* EXERCISE DETAILS *
Collect every line in the entries below that contains the word "metal".

* TASK INPUTS *
________

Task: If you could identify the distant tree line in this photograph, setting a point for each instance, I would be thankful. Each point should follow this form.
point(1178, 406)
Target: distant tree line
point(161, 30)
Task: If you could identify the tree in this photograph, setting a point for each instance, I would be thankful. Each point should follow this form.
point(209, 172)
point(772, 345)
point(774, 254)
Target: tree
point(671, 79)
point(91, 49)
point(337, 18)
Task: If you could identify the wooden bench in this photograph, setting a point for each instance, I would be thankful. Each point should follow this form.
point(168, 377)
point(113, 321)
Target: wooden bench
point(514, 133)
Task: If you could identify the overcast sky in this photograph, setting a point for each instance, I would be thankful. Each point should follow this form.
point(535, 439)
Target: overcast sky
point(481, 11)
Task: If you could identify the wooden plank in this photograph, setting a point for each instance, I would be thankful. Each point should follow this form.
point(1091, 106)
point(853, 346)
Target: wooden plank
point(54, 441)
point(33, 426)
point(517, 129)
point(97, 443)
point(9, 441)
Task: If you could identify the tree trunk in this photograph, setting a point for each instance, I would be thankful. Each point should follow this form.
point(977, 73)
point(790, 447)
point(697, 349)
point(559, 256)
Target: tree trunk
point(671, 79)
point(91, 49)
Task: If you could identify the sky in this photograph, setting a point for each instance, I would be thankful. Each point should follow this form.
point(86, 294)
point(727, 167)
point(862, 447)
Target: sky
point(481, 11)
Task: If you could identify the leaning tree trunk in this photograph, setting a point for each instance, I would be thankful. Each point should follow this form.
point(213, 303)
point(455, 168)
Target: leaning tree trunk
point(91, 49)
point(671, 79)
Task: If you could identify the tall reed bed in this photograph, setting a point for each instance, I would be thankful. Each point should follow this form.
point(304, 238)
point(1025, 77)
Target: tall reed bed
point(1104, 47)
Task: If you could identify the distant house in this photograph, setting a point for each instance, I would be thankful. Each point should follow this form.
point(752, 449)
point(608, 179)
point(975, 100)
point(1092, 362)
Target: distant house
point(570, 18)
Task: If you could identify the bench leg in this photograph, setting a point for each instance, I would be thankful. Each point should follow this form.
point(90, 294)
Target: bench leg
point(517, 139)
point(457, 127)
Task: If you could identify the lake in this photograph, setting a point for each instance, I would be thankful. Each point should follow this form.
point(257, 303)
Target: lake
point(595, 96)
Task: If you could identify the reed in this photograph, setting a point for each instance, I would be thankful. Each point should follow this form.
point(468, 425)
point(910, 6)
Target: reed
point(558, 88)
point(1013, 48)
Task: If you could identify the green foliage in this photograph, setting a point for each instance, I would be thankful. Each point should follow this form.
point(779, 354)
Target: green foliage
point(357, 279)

________

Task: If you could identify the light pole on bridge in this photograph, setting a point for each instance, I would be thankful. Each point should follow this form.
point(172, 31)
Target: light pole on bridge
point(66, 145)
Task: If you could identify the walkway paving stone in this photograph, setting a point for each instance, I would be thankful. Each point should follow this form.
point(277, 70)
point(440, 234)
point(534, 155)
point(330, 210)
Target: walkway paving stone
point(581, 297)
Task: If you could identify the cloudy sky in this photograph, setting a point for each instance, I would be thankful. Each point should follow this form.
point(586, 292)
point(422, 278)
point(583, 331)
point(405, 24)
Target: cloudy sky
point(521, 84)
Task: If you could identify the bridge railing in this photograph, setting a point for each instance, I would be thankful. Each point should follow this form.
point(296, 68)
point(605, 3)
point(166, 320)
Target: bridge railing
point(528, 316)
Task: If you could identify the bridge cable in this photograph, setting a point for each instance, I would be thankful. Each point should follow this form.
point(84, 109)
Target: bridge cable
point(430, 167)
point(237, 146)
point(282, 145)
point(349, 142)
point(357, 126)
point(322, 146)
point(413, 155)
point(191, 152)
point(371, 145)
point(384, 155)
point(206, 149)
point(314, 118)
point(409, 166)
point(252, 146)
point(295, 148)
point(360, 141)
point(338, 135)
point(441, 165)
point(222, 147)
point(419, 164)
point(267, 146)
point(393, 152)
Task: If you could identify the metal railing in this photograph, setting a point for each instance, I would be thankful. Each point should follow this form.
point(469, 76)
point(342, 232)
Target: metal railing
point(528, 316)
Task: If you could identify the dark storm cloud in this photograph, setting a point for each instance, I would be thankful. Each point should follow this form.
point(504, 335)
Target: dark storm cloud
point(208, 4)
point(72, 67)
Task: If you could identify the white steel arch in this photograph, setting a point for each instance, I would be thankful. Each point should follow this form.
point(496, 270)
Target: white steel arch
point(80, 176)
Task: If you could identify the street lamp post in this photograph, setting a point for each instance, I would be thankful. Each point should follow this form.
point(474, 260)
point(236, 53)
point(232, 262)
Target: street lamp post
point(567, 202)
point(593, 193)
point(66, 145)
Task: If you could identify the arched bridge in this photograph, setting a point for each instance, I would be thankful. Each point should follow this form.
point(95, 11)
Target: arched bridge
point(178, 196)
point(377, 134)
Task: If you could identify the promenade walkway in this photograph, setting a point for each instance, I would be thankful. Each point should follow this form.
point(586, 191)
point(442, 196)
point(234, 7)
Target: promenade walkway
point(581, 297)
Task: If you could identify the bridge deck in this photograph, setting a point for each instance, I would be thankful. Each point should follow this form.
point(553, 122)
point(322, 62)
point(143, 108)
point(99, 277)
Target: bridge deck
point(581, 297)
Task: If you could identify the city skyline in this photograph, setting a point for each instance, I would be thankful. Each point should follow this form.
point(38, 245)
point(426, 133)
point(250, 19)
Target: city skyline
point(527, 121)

________

* IN RESPONSE *
Task: If you could identify the metal railing in this photograph, setting a point for each instance, I would be thankful. Each point should follow this form.
Target: metal railing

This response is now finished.